Chelsea Handler is - all of the sudden (the 32-year-old has been a stand-up comic and would-be-actress for ten years since arriving in Hollywood) - everywhere. Her third book (Chelsea Chelsea Bang Bang) debuted at #1 on the New York Times best-seller list, she has a successful late-night talk show on the E! network ("Chelsea Lately") and her live comedy act is now a must-see nationally.
Although her success has taken some time, Handler's biting, quick, unconventional intelligence has been apparent from the start. Her previous two books, My Horizontal Life: A Collection of One Night Stands and Are You There Vodka? It's Me, Chelsea, play off several stereotypes.
One is that women are passive sexually. Handler acts like a kind of Woody Allen, frustrated sexual huntress in her humorous versions of her life. A second stereotype she rejects is the "all booze is bad, girls don't brag about drinking" idea. Handler talks about drinking, and drinks.
This last stereotype-busting is related to a more subtle one - that Jews are lousy, disinterested drinkers. Like most stereotypes, it has a basis in reality. Surveys repeatedly find Jews to have substantially lower rates of alcoholism and drinking problems (please, no "When I was in Betty Ford the woman down the hall had a Jewish stepmother" comments).
And, if we're speaking frankly here, Jewish women are caricatured as being - not sexual prudes - but sexually finicky and high maintenance. There, I've said it. Handler makes money by playing against that type.
Although Handler may seem like an exotic bird, she grew up in a Jewish suburb (Livingston, New Jersey) a town or two over from where I am writing this. Her mother was Mormon, making her not quite the typical Livingstonian. But she was raised in a Jewish family. (I can't say much about half Mormon-half Jews, although Warren Zevon - a man who almost single-handedly destroyed the idea that people with Jewish heritage couldn't be alcoholics - had a Mormon mother and Jewish father.)
Which brings us back to Handler's Judaic soul. I see her refusal to toe to stereotypes as itself being Jewish - Jews are traditional outsiders who don't necessarily buy the party line. They are independent and free thinking - and often highly rationalistic and unsuperstitious. As we will see, superstition doesn't play to the benefit of Jews.
So, Chelsea, why are you appearing on Larry King Live with that lovable nut, Jenny McCarthy, blaming her child's autism on the CDC? McCarthy is a leader of the movement claiming thimerosal, a mercury-tinged chemical medium, which was formerly used in vaccines, caused the remarkable surge in autism in the United States over the last quarter century.
In her crazed campaign, McCarthy faces the opposition of research mavens at the Centers for Disease Control and Prevention (a government body), the Institute of Medicine (a private organization of distinguished physician-researchers), and the American Academy of Pediatrics (an association of physicians and do-gooders on behalf of children). All of these organizations, and all others concerned wth childhood health, say, as nicely as possible, the thimerosal-autism link is nonsense. And dangerous nonsense, since several potentially lethal childhood illnesses which were all but erradicated are now reappearing as more parents become afraid to have their children innoculated against them.
Oh, thimerosal has been removed from children's vaccines, and autism rates have continued to climb.

SUPPLIED ENTRIES =
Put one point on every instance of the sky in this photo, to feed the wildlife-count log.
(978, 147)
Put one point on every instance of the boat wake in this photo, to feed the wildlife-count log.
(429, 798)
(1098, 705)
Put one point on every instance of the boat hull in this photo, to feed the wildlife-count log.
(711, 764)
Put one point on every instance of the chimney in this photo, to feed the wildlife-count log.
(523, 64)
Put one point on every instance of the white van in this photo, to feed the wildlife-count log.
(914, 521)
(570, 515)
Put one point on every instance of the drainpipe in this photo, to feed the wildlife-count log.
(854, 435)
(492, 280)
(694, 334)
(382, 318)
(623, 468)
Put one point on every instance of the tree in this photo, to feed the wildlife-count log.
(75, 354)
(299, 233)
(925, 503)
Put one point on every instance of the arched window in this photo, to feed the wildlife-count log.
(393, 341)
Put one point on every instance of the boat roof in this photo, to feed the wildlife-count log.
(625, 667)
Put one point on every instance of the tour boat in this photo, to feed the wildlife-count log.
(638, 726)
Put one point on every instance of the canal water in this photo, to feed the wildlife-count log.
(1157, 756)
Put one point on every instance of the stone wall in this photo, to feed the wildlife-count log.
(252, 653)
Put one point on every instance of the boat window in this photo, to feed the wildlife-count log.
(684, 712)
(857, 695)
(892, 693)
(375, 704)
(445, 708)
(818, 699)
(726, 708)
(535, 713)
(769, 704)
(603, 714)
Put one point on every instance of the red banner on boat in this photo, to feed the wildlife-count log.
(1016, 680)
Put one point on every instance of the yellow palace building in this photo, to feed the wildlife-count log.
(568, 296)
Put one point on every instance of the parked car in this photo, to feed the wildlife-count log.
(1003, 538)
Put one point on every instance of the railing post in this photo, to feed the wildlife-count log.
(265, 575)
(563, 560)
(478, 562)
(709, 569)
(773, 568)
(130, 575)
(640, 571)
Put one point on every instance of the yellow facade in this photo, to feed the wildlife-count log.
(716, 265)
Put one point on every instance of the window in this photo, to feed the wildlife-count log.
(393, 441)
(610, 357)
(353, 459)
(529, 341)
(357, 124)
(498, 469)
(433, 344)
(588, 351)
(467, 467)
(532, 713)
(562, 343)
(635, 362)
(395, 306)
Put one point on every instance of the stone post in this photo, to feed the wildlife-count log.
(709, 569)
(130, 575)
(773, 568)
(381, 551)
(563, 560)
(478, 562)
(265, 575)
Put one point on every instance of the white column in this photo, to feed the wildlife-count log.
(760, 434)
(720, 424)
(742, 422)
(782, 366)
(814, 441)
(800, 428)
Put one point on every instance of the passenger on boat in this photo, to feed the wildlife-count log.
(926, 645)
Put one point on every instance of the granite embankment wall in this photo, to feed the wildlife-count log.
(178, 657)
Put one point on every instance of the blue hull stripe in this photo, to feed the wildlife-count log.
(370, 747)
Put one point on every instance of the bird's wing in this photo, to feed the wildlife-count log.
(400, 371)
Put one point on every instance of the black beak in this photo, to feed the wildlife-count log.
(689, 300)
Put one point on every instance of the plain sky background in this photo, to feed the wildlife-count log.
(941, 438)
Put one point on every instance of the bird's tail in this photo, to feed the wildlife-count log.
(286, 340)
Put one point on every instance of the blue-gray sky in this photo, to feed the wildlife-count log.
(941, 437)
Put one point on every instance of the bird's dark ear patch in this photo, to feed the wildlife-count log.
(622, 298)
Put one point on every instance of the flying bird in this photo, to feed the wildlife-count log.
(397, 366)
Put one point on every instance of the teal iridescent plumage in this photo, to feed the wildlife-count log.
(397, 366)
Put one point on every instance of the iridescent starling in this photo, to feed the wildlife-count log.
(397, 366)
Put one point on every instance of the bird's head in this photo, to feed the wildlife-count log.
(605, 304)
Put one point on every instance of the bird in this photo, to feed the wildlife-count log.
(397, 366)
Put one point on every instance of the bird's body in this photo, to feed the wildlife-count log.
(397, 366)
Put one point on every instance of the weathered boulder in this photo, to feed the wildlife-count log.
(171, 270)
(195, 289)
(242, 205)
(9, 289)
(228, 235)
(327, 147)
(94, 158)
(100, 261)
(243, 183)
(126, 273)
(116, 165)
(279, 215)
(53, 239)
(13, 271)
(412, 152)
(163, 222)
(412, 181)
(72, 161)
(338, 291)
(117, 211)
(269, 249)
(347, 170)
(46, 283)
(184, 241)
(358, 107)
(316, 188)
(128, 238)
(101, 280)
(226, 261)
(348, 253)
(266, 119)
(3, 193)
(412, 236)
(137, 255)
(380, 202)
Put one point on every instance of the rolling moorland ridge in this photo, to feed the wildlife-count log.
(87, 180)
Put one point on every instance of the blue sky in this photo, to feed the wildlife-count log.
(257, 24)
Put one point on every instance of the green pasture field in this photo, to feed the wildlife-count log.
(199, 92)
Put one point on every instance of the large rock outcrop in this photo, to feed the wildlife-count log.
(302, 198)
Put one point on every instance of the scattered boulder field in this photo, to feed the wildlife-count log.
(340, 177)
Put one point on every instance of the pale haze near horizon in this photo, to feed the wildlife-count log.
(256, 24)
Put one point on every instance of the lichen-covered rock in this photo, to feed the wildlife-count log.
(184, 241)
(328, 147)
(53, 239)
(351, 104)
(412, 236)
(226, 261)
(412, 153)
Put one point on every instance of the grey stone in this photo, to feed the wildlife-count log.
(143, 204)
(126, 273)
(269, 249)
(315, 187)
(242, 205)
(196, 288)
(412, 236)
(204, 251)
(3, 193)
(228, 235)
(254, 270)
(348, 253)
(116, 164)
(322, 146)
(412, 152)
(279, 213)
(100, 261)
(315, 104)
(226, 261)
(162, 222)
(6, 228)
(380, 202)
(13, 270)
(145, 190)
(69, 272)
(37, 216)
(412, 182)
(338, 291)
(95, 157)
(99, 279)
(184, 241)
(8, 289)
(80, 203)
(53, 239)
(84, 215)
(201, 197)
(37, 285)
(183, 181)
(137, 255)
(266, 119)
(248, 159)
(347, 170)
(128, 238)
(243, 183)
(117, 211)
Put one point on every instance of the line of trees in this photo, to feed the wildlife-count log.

...

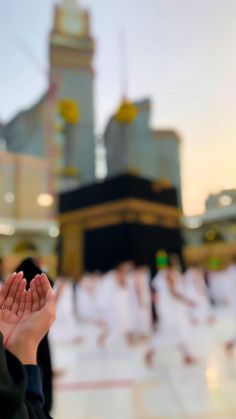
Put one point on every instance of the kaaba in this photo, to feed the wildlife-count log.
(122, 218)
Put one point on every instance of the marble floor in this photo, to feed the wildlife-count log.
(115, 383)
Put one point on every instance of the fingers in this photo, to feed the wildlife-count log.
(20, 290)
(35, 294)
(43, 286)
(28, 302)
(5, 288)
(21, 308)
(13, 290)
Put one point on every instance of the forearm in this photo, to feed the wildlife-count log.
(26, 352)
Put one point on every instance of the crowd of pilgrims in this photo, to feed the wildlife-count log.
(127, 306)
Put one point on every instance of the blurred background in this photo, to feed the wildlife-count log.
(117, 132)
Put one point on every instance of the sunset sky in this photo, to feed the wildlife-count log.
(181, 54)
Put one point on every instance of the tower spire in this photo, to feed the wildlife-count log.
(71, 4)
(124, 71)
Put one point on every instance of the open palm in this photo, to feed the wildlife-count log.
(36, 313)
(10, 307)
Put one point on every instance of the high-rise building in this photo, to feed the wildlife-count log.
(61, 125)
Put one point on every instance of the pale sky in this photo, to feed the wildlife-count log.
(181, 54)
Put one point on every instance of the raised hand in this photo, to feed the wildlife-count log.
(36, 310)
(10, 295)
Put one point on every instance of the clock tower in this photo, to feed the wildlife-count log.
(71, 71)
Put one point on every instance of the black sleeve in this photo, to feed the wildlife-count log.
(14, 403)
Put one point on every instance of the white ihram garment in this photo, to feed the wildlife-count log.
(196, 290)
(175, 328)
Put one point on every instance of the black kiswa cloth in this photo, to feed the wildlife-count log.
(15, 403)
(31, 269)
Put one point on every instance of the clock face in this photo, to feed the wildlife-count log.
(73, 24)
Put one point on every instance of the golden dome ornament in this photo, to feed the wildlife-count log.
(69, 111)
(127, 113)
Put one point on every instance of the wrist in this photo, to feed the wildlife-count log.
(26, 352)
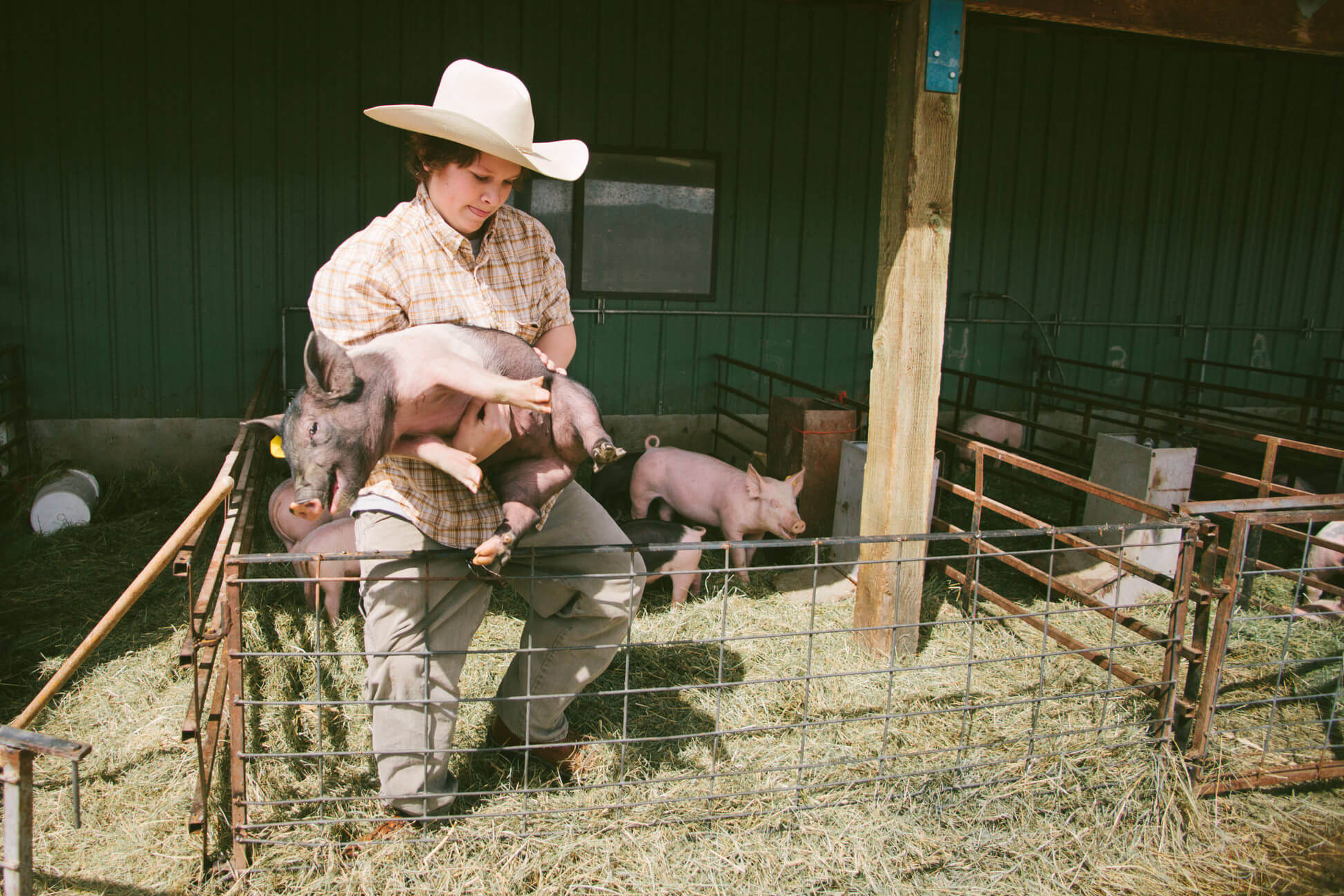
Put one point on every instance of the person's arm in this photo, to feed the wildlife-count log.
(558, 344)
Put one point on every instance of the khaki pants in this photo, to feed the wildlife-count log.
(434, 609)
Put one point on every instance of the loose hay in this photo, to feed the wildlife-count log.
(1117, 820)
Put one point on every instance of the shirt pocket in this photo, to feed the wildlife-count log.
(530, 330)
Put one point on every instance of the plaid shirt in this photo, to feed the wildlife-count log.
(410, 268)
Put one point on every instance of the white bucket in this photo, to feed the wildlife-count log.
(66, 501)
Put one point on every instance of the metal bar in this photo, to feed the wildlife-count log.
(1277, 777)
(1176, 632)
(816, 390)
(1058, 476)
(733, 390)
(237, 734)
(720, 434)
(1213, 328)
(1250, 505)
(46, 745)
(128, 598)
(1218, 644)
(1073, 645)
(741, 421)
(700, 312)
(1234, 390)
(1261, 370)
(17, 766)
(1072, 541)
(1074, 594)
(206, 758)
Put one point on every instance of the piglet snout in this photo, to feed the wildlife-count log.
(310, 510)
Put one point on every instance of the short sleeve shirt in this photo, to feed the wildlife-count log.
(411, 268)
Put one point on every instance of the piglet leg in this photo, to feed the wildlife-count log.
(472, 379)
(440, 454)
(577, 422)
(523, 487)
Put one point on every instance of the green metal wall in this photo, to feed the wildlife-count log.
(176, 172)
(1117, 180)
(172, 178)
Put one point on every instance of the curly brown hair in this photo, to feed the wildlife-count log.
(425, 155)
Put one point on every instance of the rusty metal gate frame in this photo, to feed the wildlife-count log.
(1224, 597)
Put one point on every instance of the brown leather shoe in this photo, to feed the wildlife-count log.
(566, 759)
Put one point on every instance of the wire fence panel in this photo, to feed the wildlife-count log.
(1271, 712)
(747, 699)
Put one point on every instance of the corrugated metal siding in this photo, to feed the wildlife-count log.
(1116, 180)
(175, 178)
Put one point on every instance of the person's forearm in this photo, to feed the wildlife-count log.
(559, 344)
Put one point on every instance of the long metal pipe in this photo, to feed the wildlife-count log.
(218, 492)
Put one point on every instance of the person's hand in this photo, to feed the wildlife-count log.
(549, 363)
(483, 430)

WHAT TO WORK ON = In the article about Chelsea Handler, in what town did she grow up? The rows aren't needed here.

RESPONSE TO THE TASK = Livingston, New Jersey.